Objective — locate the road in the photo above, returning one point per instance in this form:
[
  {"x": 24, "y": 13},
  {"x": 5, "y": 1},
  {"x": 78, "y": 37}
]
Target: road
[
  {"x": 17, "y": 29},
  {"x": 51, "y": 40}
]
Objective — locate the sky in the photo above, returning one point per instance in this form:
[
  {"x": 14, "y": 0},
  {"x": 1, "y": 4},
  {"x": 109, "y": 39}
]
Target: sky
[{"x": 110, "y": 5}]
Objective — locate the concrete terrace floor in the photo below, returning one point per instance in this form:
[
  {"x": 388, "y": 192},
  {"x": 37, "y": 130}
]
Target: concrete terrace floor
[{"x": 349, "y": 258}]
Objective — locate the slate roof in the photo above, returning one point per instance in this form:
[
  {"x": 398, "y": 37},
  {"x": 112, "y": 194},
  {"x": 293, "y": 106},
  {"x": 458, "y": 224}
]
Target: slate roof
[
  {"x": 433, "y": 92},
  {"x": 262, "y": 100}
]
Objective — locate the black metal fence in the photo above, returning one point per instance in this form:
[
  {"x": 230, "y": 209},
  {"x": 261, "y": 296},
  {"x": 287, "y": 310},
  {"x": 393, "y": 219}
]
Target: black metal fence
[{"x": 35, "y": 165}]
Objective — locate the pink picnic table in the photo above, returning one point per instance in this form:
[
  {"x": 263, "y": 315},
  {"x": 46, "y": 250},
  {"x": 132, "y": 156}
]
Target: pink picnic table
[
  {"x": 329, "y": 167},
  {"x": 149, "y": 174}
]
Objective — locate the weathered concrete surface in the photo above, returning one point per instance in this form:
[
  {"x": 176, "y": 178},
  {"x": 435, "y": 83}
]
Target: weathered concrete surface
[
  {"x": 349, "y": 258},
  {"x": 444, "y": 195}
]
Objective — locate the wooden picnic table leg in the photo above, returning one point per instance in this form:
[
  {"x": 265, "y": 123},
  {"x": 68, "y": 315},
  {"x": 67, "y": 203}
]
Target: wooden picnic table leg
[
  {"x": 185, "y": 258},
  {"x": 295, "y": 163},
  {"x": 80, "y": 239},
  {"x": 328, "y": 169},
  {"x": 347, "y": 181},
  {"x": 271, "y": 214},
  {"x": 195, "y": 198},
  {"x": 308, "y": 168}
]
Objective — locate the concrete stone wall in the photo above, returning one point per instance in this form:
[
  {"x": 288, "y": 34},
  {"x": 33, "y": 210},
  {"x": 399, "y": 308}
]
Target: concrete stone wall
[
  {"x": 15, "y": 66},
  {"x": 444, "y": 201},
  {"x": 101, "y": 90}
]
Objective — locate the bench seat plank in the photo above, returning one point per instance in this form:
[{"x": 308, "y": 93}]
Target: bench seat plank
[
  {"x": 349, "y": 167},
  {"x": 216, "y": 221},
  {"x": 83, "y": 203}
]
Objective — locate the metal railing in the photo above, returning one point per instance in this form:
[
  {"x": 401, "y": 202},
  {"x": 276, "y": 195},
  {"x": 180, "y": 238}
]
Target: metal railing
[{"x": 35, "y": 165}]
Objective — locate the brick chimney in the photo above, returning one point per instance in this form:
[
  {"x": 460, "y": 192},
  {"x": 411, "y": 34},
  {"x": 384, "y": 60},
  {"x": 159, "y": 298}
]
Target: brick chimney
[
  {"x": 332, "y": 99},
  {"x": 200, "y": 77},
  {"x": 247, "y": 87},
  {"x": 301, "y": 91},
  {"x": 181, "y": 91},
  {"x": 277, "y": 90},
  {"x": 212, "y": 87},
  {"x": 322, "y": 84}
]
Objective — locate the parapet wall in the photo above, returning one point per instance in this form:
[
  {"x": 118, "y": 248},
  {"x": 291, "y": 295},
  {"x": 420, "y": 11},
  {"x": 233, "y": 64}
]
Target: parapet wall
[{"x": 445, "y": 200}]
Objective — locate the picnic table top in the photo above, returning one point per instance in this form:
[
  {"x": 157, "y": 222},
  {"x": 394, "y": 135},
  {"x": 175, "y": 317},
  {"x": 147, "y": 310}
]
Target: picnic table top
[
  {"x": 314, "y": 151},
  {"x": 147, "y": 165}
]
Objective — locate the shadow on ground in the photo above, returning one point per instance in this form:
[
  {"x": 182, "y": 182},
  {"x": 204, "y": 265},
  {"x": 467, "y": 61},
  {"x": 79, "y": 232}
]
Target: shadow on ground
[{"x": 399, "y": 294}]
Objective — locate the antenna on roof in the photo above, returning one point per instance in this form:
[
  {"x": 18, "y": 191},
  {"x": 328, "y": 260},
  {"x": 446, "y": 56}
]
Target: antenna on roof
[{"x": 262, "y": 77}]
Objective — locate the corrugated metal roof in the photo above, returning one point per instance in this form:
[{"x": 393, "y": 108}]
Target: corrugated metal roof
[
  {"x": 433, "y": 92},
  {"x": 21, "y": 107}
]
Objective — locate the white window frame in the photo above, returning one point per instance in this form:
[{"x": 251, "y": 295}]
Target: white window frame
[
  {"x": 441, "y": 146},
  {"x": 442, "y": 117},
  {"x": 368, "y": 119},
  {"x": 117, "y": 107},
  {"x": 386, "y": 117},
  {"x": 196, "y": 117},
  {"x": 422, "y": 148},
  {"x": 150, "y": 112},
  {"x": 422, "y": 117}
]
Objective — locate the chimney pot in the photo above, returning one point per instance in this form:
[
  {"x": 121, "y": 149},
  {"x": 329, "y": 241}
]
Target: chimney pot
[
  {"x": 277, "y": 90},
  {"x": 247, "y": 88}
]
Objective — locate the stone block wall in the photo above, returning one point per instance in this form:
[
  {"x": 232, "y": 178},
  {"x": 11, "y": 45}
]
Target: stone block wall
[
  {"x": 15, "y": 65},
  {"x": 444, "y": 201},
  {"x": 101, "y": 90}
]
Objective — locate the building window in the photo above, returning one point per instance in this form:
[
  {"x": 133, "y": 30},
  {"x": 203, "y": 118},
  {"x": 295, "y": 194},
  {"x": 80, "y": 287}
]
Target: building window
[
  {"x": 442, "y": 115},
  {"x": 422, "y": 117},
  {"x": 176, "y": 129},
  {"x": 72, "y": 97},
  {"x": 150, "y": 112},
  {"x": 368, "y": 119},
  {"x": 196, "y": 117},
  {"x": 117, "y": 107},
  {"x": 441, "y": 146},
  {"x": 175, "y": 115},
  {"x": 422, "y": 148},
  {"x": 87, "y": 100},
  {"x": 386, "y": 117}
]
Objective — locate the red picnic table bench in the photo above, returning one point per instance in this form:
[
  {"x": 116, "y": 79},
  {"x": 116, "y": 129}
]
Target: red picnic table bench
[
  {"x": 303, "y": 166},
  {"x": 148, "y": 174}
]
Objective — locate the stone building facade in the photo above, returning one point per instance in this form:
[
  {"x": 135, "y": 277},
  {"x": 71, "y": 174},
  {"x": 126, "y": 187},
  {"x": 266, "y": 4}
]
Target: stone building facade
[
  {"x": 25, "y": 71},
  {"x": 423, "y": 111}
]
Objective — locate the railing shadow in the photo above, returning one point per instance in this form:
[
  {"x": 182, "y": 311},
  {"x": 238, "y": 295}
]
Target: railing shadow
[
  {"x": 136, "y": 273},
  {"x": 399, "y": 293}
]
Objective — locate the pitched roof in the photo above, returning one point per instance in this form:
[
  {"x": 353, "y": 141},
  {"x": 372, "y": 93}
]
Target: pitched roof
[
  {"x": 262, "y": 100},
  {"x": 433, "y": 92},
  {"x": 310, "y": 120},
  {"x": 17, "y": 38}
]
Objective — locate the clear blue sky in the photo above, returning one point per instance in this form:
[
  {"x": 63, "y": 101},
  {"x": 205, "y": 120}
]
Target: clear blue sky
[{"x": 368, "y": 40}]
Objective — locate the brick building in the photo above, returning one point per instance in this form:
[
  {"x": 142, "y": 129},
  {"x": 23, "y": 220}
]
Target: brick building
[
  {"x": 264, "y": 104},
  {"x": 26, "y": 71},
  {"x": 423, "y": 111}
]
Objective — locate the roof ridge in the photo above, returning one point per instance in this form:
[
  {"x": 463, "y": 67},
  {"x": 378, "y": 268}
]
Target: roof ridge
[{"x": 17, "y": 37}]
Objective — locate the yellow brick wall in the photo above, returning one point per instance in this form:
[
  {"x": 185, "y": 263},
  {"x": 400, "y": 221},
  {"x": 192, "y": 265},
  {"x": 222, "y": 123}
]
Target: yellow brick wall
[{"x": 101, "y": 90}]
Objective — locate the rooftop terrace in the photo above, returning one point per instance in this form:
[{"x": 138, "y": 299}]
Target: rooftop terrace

····················

Exercise goal:
Whichever lines of the material hold the word "rooftop", find and copy them.

Output:
Objective — locate the rooftop terrace in the photo above, returning one point per instance in this form:
Target: rooftop terrace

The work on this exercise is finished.